** INSTRUCTIONS TO FOLLOW **
Every line below should be repeated exactly.

** PROVIDED RECORDS **

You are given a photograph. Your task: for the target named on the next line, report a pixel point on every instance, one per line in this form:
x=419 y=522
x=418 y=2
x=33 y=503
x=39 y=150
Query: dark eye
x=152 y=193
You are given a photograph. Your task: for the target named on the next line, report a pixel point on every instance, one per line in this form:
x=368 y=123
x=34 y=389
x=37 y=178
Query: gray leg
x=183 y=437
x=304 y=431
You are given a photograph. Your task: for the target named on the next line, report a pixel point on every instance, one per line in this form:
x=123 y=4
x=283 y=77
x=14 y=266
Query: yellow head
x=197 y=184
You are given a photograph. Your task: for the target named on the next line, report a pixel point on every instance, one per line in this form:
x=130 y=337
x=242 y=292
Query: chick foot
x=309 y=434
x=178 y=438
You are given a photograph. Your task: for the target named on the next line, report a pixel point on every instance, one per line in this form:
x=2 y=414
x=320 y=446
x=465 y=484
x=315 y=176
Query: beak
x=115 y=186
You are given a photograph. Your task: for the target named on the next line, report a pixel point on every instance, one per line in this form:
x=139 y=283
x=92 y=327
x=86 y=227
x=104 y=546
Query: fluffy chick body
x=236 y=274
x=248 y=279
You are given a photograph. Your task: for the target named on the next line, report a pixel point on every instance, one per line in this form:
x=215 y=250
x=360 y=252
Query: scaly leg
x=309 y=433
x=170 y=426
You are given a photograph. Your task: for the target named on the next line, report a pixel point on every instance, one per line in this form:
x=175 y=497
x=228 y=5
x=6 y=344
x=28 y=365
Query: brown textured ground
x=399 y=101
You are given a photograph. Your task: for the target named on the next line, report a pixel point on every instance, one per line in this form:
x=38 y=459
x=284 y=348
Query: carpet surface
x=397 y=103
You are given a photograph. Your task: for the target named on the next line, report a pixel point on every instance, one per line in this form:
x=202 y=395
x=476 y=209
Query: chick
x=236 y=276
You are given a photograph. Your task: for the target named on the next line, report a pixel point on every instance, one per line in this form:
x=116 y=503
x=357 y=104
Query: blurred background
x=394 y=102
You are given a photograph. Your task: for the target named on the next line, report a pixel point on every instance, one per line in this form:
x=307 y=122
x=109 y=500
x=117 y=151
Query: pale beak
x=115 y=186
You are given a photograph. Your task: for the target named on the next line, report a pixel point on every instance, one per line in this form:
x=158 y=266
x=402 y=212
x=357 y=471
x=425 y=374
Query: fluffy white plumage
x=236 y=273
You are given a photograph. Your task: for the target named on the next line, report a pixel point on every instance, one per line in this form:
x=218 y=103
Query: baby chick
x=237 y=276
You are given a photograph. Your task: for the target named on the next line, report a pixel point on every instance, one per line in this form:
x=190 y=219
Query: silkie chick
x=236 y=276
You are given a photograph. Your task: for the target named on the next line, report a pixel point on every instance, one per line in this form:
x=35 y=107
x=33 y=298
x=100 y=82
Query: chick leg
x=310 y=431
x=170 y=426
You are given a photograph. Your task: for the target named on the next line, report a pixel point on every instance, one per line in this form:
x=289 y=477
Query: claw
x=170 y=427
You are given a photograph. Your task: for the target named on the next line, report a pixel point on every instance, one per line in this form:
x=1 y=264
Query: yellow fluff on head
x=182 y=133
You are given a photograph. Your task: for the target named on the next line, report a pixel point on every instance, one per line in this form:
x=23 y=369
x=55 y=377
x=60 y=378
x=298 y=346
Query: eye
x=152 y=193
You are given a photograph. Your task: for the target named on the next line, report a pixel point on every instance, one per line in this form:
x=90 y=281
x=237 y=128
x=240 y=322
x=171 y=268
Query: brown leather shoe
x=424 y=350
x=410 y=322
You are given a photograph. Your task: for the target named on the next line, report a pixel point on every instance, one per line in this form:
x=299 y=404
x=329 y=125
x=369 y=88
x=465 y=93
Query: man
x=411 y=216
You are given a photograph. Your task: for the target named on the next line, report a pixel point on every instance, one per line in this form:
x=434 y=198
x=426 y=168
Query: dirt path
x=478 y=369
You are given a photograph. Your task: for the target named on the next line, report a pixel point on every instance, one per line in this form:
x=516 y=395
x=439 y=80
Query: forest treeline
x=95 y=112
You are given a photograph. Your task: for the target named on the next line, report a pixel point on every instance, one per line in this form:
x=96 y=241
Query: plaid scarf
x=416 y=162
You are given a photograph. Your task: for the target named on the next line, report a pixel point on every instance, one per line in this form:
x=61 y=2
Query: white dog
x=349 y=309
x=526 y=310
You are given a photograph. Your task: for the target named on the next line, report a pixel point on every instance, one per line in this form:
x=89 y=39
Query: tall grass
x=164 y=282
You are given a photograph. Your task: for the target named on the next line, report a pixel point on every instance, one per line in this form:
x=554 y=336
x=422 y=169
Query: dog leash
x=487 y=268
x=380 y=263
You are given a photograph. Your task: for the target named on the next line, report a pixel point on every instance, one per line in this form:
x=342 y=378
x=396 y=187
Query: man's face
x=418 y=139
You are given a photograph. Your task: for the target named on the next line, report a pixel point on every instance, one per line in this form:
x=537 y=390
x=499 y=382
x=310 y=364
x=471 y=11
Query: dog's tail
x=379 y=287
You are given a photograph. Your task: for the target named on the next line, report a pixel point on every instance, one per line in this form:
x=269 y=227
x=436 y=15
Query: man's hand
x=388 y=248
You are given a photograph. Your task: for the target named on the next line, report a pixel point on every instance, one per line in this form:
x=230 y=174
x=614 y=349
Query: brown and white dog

** TASK RESULT **
You are given a photograph. Your task: for the target named on the next line, report a pixel point on every instance, one per line in this form:
x=419 y=522
x=418 y=2
x=33 y=503
x=39 y=150
Query: dark eye
x=152 y=193
You are given a photograph. Your task: for the target named on the next line, report a pixel point on every instance, one per line in this form:
x=368 y=123
x=34 y=389
x=37 y=178
Query: gray leg
x=183 y=437
x=304 y=431
You are given a photograph. Your task: for the target named on the next line, report a pixel point on every instance, one per line in this form:
x=123 y=4
x=283 y=77
x=14 y=266
Query: yellow head
x=197 y=184
You are given a photograph. Your task: for the target named on the next line, report a pixel point on every instance, one per line in this form:
x=130 y=337
x=242 y=292
Query: chick foot
x=309 y=434
x=178 y=438
You are given a photograph. Your task: for the target named on the next line, report a pixel point on every instance, one per line in this form:
x=2 y=414
x=320 y=446
x=465 y=484
x=315 y=176
Query: beak
x=115 y=186
You are given a photograph. Your task: for the target named on the next line, report a pixel point on every instance, one per line in this form:
x=139 y=283
x=92 y=327
x=86 y=227
x=104 y=546
Query: fluffy chick body
x=236 y=274
x=248 y=279
You are given a photograph. Your task: for the target named on the next line, report a pixel point on every instance, one per line in this form:
x=215 y=250
x=360 y=252
Query: scaly leg
x=309 y=433
x=170 y=426
You are given a photograph. Your task: for the target named on the next line, report a pixel point on every instance, one per line in this form:
x=175 y=497
x=228 y=5
x=6 y=344
x=28 y=365
Query: brown textured ground
x=399 y=101
You are given a photograph. Your task: for the target named on the next line, report a pixel point on every instance, one per line in this form:
x=38 y=459
x=284 y=348
Query: carpet surface
x=397 y=103
You are given a photograph. Your task: for the target named on the next line, report a pixel point on every instance, one per line in this form:
x=202 y=395
x=476 y=209
Query: chick
x=236 y=276
You are given a photograph. Your task: for the target named on the next line, report a pixel point on every instance, one per line in this form:
x=116 y=503
x=357 y=104
Query: blurred background
x=394 y=102
You are given a photograph. Your task: for the target named on the next line, report a pixel point on every instance, one per line in this form:
x=307 y=122
x=109 y=500
x=117 y=151
Query: pale beak
x=115 y=186
You are given a photograph. Your task: for the target named on the next line, report a pixel point on every instance, one per line in this form:
x=158 y=266
x=402 y=212
x=357 y=471
x=425 y=374
Query: fluffy white plumage
x=236 y=273
You are given a photograph. Your task: for the target named on the next line, report a pixel point on every instance, one per line in this form:
x=218 y=103
Query: baby chick
x=237 y=276
You are given a photograph. Your task: for the target named on the next line, report a pixel point on every instance, one per line in this form:
x=190 y=219
Query: silkie chick
x=236 y=276
You are given a photograph. Your task: for the target named on the next line, report a pixel point on every instance, one per line in this form:
x=35 y=107
x=33 y=298
x=100 y=82
Query: chick leg
x=310 y=431
x=170 y=426
You are given a photograph. Your task: for the target named on the next line, report a pixel point on every instance, one per line in this form:
x=289 y=477
Query: claw
x=170 y=427
You are given a photograph. Your task: for the target named on the next line, report a pixel point on every instance, one per line in this form:
x=1 y=264
Query: yellow fluff on head
x=182 y=133
You are given a photograph. Your task: for the target named on the next line, report a pixel point on every instance, one per line in this form:
x=23 y=369
x=55 y=377
x=60 y=378
x=298 y=346
Query: eye
x=152 y=193
You are given a photograph. Your task: for the target named on the next line, report a pixel point on every instance, one per line in this form:
x=90 y=281
x=237 y=128
x=240 y=322
x=171 y=268
Query: brown leather shoe
x=424 y=350
x=410 y=322
You are given a photograph. Your task: for the target named on the next line, report a pixel point on every instance, one per line in this form:
x=299 y=404
x=329 y=125
x=369 y=88
x=465 y=93
Query: man
x=411 y=216
You are given a photograph. Your task: for the target named on the next line, report a pixel point on every instance, one per line in this form:
x=434 y=198
x=426 y=168
Query: dirt path
x=478 y=369
You are given a photograph. Your task: for the target named on the next line, report a pixel point on every instance, one per line in this form:
x=516 y=395
x=439 y=80
Query: forest treeline
x=95 y=112
You are given a photograph. Your task: for the target named on the next line, report a pixel point on every instance, one per line in this form:
x=96 y=241
Query: plaid scarf
x=416 y=162
You are given a photograph. Your task: for the target named on the next line, report a pixel point on every instance, one per line in this form:
x=61 y=2
Query: white dog
x=349 y=309
x=526 y=310
You are given a photograph. Your task: for the target named on the next line, report a pixel point on every instance, one per line in this form:
x=89 y=39
Query: tall grass
x=164 y=282
You are given a photograph. Your task: for the target named on the next line, report a pixel point on every instance, one per line in this form:
x=554 y=336
x=422 y=169
Query: dog leash
x=487 y=268
x=380 y=263
You are given a photograph. Your task: for the target named on the next line, report a pixel point on every instance, one per line in this form:
x=342 y=378
x=396 y=187
Query: man's face
x=418 y=139
You are given a photograph. Your task: for the target named on the next line, report a pixel point on every instance, one per line in this form:
x=537 y=390
x=499 y=382
x=310 y=364
x=471 y=11
Query: dog's tail
x=379 y=287
You are given a photograph. Your task: for the target named on the next line, report a pixel point on every instance, one per line in this form:
x=269 y=227
x=436 y=15
Query: man's hand
x=388 y=248
You are given a photograph. Your task: for the target named on the next line, report a pixel point on every instance, one per line in this form:
x=230 y=174
x=614 y=349
Query: brown and white dog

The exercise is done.